* Instructions to follow
Provide only the number of lines below that contain the word "foliage".

Supplied material START

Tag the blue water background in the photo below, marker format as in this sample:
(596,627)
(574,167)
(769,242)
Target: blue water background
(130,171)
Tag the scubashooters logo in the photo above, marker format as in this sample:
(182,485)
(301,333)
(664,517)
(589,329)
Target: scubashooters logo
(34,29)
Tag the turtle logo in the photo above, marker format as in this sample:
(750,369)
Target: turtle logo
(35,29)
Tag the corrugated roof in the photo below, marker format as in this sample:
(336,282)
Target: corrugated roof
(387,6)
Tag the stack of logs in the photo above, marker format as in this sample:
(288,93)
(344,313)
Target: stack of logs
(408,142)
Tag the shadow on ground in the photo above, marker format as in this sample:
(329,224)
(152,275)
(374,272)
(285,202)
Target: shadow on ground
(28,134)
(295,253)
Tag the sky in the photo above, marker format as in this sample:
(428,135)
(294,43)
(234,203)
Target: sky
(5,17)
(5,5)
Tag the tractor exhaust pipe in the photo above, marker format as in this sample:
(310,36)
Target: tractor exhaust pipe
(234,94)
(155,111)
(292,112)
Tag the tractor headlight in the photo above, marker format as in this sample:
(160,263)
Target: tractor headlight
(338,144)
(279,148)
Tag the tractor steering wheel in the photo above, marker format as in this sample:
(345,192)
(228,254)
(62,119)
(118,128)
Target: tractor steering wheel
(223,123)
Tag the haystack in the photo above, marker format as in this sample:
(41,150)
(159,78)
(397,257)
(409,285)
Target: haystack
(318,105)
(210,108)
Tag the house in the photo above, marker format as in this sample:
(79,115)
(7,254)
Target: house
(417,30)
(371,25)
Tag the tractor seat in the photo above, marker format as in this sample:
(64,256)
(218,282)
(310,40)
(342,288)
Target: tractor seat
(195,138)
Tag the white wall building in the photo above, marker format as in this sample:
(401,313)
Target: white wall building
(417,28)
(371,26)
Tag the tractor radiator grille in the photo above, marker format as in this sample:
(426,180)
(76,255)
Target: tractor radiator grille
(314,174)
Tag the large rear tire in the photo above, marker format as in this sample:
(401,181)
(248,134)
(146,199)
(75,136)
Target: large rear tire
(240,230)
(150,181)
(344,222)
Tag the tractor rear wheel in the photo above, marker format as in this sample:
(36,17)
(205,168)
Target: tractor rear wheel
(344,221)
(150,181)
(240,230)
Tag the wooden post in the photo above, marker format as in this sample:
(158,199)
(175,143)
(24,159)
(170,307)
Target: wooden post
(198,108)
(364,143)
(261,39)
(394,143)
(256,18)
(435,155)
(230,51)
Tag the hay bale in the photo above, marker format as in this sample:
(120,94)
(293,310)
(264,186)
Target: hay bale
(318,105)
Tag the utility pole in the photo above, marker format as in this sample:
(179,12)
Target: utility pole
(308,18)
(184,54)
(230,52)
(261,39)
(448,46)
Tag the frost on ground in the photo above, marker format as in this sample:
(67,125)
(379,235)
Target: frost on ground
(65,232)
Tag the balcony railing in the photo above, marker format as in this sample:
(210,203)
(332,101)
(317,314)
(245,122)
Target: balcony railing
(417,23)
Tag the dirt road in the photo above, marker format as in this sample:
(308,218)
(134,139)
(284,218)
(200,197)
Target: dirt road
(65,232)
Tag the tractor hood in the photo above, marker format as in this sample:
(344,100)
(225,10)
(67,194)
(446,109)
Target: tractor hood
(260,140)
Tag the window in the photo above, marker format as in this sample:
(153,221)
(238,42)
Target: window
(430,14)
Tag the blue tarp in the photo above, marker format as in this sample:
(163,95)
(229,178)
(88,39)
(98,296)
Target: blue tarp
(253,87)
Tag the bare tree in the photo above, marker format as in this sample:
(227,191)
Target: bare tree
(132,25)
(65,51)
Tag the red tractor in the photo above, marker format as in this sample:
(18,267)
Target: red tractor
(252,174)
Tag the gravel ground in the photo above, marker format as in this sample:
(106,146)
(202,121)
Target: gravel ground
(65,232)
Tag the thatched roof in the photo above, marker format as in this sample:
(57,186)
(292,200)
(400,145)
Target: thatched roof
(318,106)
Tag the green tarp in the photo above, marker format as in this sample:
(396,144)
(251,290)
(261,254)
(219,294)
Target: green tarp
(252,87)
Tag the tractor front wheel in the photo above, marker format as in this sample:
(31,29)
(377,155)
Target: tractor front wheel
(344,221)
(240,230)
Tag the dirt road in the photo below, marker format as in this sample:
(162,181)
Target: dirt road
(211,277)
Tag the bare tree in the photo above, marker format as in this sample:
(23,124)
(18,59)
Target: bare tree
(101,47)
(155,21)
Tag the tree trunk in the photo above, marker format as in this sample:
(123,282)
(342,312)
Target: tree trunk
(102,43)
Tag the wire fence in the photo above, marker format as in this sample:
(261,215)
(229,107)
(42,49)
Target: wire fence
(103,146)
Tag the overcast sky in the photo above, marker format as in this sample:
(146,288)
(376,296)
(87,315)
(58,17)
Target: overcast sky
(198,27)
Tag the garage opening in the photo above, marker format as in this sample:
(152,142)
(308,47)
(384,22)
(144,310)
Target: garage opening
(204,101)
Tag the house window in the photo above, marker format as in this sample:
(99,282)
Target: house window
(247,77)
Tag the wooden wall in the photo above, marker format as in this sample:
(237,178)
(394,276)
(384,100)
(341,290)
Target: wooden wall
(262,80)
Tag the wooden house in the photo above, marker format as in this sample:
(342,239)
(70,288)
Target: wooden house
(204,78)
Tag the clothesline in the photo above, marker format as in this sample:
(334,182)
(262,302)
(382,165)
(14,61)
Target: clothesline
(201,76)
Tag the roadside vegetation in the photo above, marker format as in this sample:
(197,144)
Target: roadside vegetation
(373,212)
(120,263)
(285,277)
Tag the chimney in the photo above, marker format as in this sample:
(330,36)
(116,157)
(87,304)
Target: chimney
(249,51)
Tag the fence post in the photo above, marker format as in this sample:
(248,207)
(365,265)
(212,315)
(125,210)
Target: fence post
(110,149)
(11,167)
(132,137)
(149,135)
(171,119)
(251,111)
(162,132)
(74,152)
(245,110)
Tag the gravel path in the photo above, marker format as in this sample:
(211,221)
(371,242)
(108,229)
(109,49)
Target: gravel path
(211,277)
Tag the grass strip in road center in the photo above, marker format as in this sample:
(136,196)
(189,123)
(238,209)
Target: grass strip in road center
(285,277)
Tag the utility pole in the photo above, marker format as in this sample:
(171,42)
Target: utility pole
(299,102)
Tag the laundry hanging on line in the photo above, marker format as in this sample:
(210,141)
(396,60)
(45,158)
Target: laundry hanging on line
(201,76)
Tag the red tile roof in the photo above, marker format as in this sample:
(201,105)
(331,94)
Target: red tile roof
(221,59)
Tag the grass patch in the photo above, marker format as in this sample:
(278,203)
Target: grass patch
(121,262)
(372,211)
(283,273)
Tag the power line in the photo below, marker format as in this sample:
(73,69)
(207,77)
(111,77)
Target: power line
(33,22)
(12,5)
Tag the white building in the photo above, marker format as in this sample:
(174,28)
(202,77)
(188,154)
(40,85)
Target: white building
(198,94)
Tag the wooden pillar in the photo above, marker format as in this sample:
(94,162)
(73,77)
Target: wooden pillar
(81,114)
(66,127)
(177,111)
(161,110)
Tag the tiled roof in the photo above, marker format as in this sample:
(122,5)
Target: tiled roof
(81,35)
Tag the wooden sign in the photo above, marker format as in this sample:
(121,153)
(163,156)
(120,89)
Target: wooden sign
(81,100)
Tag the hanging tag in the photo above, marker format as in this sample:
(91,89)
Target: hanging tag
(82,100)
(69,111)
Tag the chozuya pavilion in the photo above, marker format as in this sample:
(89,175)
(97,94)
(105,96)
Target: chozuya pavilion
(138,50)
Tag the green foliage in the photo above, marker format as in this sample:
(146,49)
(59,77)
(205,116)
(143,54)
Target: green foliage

Supplied material END

* Answer box
2